-- Data section --
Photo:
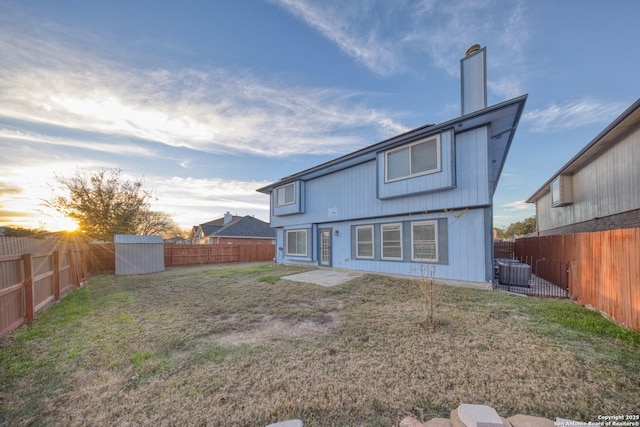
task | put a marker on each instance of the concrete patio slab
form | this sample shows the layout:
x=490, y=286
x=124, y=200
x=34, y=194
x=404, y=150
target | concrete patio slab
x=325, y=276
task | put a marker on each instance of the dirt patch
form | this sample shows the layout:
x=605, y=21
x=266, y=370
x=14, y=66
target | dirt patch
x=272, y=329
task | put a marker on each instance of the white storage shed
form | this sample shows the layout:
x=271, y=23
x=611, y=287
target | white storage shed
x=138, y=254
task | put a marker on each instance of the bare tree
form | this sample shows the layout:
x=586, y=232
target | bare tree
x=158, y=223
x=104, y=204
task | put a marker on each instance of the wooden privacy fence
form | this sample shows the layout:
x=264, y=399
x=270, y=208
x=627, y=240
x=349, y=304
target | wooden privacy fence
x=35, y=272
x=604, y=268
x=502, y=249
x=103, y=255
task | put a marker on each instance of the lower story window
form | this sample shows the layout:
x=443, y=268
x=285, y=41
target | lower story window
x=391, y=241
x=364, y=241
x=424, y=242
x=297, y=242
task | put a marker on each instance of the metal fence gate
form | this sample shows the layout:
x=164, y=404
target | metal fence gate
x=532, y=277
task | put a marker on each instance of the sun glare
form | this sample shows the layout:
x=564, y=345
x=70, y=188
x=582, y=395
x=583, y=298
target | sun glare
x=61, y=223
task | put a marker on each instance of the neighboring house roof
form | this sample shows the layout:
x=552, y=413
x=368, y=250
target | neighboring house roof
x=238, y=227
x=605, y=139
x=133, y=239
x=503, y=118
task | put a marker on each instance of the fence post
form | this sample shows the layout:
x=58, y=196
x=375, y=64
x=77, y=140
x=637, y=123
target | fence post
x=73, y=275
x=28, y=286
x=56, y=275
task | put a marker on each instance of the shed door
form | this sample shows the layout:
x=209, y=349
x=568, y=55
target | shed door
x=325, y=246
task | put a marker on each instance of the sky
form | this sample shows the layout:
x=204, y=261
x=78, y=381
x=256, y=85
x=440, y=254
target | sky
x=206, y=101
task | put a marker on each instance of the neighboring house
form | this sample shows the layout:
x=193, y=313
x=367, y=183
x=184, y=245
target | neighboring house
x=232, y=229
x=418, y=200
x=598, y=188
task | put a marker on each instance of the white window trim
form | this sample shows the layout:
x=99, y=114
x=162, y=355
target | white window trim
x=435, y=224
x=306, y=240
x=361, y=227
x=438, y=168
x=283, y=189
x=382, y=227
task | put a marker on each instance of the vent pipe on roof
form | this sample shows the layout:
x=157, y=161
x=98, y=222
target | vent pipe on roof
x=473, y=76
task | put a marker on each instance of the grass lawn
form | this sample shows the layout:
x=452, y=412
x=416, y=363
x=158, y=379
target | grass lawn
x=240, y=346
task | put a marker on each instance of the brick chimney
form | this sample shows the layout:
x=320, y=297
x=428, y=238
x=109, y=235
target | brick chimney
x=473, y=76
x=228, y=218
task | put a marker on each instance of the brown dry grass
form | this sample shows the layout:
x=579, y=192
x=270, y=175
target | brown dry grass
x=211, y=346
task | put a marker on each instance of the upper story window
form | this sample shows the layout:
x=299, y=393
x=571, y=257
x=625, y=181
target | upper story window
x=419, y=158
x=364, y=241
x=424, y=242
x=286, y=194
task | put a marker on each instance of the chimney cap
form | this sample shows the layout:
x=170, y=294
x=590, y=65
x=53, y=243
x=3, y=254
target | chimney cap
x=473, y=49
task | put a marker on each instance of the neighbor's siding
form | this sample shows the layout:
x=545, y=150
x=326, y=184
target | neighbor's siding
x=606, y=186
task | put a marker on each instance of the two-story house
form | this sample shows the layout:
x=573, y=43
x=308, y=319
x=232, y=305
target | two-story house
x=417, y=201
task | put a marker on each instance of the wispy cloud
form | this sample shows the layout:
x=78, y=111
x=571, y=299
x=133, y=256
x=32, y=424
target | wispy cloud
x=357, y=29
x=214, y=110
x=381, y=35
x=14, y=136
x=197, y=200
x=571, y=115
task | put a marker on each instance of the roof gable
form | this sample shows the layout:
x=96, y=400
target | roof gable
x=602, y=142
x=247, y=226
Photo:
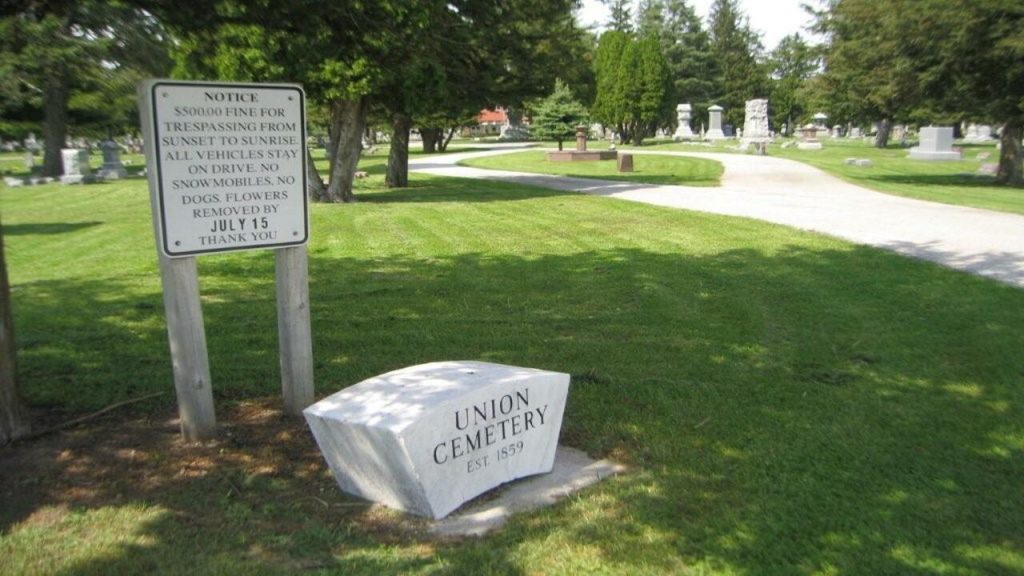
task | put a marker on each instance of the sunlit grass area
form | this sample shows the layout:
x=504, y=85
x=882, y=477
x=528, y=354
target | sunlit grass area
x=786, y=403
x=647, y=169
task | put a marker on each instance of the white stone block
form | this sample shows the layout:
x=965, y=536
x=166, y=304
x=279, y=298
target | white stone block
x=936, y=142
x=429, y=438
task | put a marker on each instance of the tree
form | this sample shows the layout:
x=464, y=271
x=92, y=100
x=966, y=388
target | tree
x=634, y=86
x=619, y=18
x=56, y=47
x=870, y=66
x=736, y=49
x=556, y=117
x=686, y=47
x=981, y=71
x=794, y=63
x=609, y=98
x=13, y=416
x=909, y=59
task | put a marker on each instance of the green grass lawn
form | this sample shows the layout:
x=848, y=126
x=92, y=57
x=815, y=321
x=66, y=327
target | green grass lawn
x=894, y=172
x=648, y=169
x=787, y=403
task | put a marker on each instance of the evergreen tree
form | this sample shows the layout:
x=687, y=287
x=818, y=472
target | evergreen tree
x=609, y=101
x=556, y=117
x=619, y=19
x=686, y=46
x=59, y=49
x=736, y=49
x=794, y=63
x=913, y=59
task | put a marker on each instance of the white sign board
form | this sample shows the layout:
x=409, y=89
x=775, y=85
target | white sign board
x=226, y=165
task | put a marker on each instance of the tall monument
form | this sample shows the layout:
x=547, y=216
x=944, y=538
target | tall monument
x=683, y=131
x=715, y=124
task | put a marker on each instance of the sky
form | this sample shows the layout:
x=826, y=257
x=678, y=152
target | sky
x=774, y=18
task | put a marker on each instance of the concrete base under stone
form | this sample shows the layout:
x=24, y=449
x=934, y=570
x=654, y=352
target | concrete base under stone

-- Given instruction --
Rewrite every line of the listing above as a numbered list, omitting blank lines and leaving out the pictures.

-- The completed task --
1. Photo:
2. task | put a marker on each instance of the concrete patio slab
3. form | this sample shows the layout:
4. x=490, y=286
5. x=124, y=200
6. x=34, y=194
7. x=404, y=150
8. target | concrete patio slab
9. x=325, y=276
10. task | put a marker on each instance of the dirt patch
11. form | this sample shows the layout:
12. x=605, y=21
13. x=266, y=370
14. x=14, y=66
15. target | dirt patch
16. x=272, y=329
17. task | put a marker on each instance of the white storage shed
18. form | this sample shows the layout:
19. x=271, y=23
20. x=611, y=287
21. target | white storage shed
22. x=138, y=254
23. task | put a marker on each instance of the bare tree
24. form | this sample shows the layout:
25. x=586, y=232
26. target | bare tree
27. x=158, y=223
28. x=104, y=204
29. task | put a marker on each instance of the wooden privacy fence
30. form | this sample shows the layout:
31. x=264, y=399
32. x=270, y=208
33. x=627, y=240
34. x=349, y=304
35. target | wooden privacy fence
36. x=35, y=272
37. x=604, y=268
38. x=502, y=249
39. x=103, y=255
40. task | put a marker on each instance of the lower story window
41. form | this sample shows the layout:
42. x=443, y=268
43. x=285, y=41
44. target | lower story window
45. x=391, y=241
46. x=364, y=241
47. x=424, y=242
48. x=297, y=242
49. task | put a marker on each instance of the metal fence gate
50. form | this sample shows the layout:
51. x=164, y=404
52. target | metal fence gate
53. x=532, y=277
54. task | put a marker on each instance of the sun glare
55. form | this sample shows the layout:
56. x=564, y=345
57. x=70, y=188
58. x=582, y=395
59. x=583, y=298
60. target | sun glare
61. x=61, y=223
62. task | put a marker on each instance of the neighboring house roof
63. form | this sample shows the layout:
64. x=552, y=413
65. x=368, y=250
66. target | neighboring house roof
67. x=238, y=227
68. x=605, y=139
69. x=133, y=239
70. x=503, y=118
71. task | put a marker on each instance of the fence post
72. form | this sample shows the layout:
73. x=58, y=196
74. x=375, y=64
75. x=77, y=140
76. x=637, y=123
77. target | fence post
78. x=73, y=275
79. x=28, y=286
80. x=56, y=275
81. task | put a marker on each instance of the shed door
82. form | this sample shows the layout:
83. x=209, y=349
84. x=568, y=55
85. target | shed door
86. x=325, y=246
87. task | put a marker on each instance of the sky
88. form | this sample shows the layout:
89. x=204, y=261
90. x=78, y=381
91. x=256, y=85
92. x=440, y=254
93. target | sky
94. x=206, y=101
95. task | put a marker on each instance of the neighboring house
96. form | this sample shows the layout:
97. x=193, y=313
98. x=367, y=183
99. x=184, y=245
100. target | neighboring house
101. x=232, y=229
102. x=418, y=200
103. x=598, y=188
104. task | put a marker on each instance of the white window trim
105. form | this sample shows the layout:
106. x=99, y=114
107. x=162, y=355
108. target | white window trim
109. x=435, y=224
110. x=306, y=240
111. x=361, y=227
112. x=438, y=168
113. x=283, y=189
114. x=382, y=227
115. task | put a marker on each instance of the vent pipe on roof
116. form | this sample shows the layout:
117. x=157, y=161
118. x=98, y=222
119. target | vent pipe on roof
120. x=473, y=76
121. task | put a marker on each instance of the grass lawn
122. form | this sample shows the layout:
123. x=452, y=412
124. x=416, y=363
125. x=158, y=379
126. target | grass lawn
127. x=240, y=346
128. task | put a marker on each instance of the brick chimney
129. form | this sample shows the layout:
130. x=320, y=297
131. x=428, y=238
132. x=109, y=235
133. target | brick chimney
134. x=473, y=76
135. x=228, y=218
136. task | put a marker on each instance of the brown dry grass
137. form | this sample shows the layout:
138. x=579, y=192
139. x=270, y=175
140. target | brown dry grass
141. x=211, y=346
142. task | put a marker on each instance of the upper story window
143. form | this sample shows the layout:
144. x=299, y=393
145. x=571, y=257
146. x=625, y=181
147. target | upper story window
148. x=419, y=158
149. x=364, y=241
150. x=424, y=242
151. x=286, y=194
152. task | put a marker on each instance of the chimney cap
153. form | this sample shows the layout:
154. x=170, y=294
155. x=590, y=65
156. x=53, y=243
157. x=3, y=254
158. target | chimney cap
159. x=473, y=49
160. task | put a marker on each instance of the neighbor's siding
161. form | this sample shows the layout:
162. x=545, y=150
163. x=326, y=184
164. target | neighbor's siding
165. x=606, y=186
166. task | put a marker on each instance of the two-story house
167. form | this sample shows the layout:
168. x=573, y=43
169. x=308, y=319
170. x=232, y=305
171. target | two-story house
172. x=417, y=201
173. task | put a marker on each instance of the wispy cloud
174. form | this sample shows the layout:
175. x=78, y=111
176. x=571, y=299
177. x=133, y=256
178. x=32, y=424
179. target | wispy cloud
180. x=357, y=29
181. x=214, y=110
182. x=381, y=35
183. x=14, y=136
184. x=197, y=200
185. x=571, y=115
186. task | put a marker on each instance of the roof gable
187. form | this sample shows the layout:
188. x=96, y=400
189. target | roof gable
190. x=602, y=142
191. x=247, y=226
192. Photo:
193. task | put a marker on each instance of the sunlit grass area
194. form | this sample shows the layout:
195. x=504, y=85
196. x=882, y=477
197. x=528, y=354
198. target | sunlit grass area
199. x=786, y=403
200. x=647, y=169
201. task | put a marker on each instance of the white stone block
202. form | this sample shows the layout:
203. x=965, y=536
204. x=166, y=304
205. x=279, y=298
206. target | white stone block
207. x=936, y=142
208. x=429, y=438
209. task | put a marker on each instance of the tree
210. form | this sample shows the layout:
211. x=464, y=271
212. x=92, y=100
213. x=966, y=388
214. target | tree
215. x=634, y=86
216. x=619, y=18
217. x=56, y=47
218. x=870, y=66
219. x=736, y=49
220. x=556, y=117
221. x=686, y=47
222. x=981, y=71
223. x=794, y=63
224. x=609, y=98
225. x=13, y=416
226. x=909, y=59
227. task | put a marker on each instance of the green grass lawn
228. form | this sample shows the layout:
229. x=848, y=126
230. x=92, y=57
231. x=815, y=321
232. x=66, y=327
233. target | green grass lawn
234. x=894, y=172
235. x=648, y=169
236. x=787, y=403
237. task | put a marker on each instance of the evergreen tree
238. form | this sample shows the layout:
239. x=687, y=287
240. x=818, y=472
241. target | evergreen tree
242. x=609, y=101
243. x=556, y=117
244. x=619, y=19
245. x=686, y=46
246. x=59, y=49
247. x=736, y=49
248. x=794, y=63
249. x=913, y=59
250. task | put a marker on each instance of the white sign board
251. form | this sample shows the layout:
252. x=409, y=89
253. x=775, y=85
254. target | white sign board
255. x=226, y=165
256. task | put a marker on each instance of the tall monument
257. form | this sample shows the layout:
258. x=547, y=216
259. x=944, y=538
260. target | tall monument
261. x=683, y=131
262. x=715, y=124
263. task | put a marker on each instance of the sky
264. form | this sample shows the layout:
265. x=826, y=257
266. x=678, y=152
267. target | sky
268. x=774, y=18
269. task | put a marker on each instance of the concrete base under stone
270. form | this sample shows the layout:
271. x=24, y=449
272. x=934, y=570
273. x=654, y=352
274. target | concrete base under stone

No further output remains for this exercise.